### Description of the task
Lines before the one containing "Target: white football boot" are to be skipped; reproduce that line and the rest of the records below exactly.

### Data extract

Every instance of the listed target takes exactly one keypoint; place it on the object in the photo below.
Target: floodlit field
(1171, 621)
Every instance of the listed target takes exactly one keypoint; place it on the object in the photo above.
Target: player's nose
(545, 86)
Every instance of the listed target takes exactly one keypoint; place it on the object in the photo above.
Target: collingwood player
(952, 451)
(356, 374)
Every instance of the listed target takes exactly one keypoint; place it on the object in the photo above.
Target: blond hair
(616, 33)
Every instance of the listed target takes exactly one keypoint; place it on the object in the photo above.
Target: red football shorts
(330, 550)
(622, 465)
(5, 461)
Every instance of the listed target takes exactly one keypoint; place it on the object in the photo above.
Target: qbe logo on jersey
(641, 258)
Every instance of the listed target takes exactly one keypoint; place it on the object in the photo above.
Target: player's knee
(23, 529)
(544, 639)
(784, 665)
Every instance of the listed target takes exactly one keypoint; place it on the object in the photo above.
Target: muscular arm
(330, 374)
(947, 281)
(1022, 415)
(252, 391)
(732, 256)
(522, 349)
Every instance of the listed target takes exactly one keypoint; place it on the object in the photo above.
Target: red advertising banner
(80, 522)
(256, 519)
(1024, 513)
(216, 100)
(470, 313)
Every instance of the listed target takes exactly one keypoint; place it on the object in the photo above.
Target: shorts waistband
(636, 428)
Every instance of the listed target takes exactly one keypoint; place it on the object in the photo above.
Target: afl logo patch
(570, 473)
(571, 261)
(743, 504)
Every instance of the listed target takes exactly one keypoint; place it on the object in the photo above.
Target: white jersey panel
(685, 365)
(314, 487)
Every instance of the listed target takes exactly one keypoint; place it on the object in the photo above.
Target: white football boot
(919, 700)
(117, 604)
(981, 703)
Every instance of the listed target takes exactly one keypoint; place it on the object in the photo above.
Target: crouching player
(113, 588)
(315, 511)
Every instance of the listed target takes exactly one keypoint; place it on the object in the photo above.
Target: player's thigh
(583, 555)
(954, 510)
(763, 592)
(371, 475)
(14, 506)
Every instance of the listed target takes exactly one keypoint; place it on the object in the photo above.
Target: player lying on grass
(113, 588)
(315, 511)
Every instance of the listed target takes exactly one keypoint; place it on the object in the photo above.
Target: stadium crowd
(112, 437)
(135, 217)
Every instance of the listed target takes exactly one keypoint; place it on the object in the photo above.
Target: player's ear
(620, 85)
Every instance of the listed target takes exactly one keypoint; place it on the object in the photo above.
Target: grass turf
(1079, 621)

### Response
Target: white football boot
(919, 700)
(117, 604)
(981, 703)
Every instance of the listed target takes exactly one keypoint; place it on the object in the photo above.
Target: crouching player
(113, 588)
(315, 511)
Every instance of the listed target takes exactly one keypoint; place it on the object in the photo above.
Target: player's thigh
(583, 555)
(954, 510)
(763, 592)
(371, 475)
(14, 506)
Every instance of the listed target takes exactly one keypoint; place it on the object in the photo above.
Target: player lying on grass
(113, 588)
(315, 511)
Every instance of the listed target takes exactly one keypoint; place it on the object in the photo above.
Target: stadium crowd
(112, 437)
(135, 217)
Every instance of the listed target takes exactly one keypoint; place it on the object in the photo above.
Target: player's ear
(620, 85)
Every instance of the listed target takes exactly one keypoint; place it on the object in the photo above.
Target: grass turf
(1079, 621)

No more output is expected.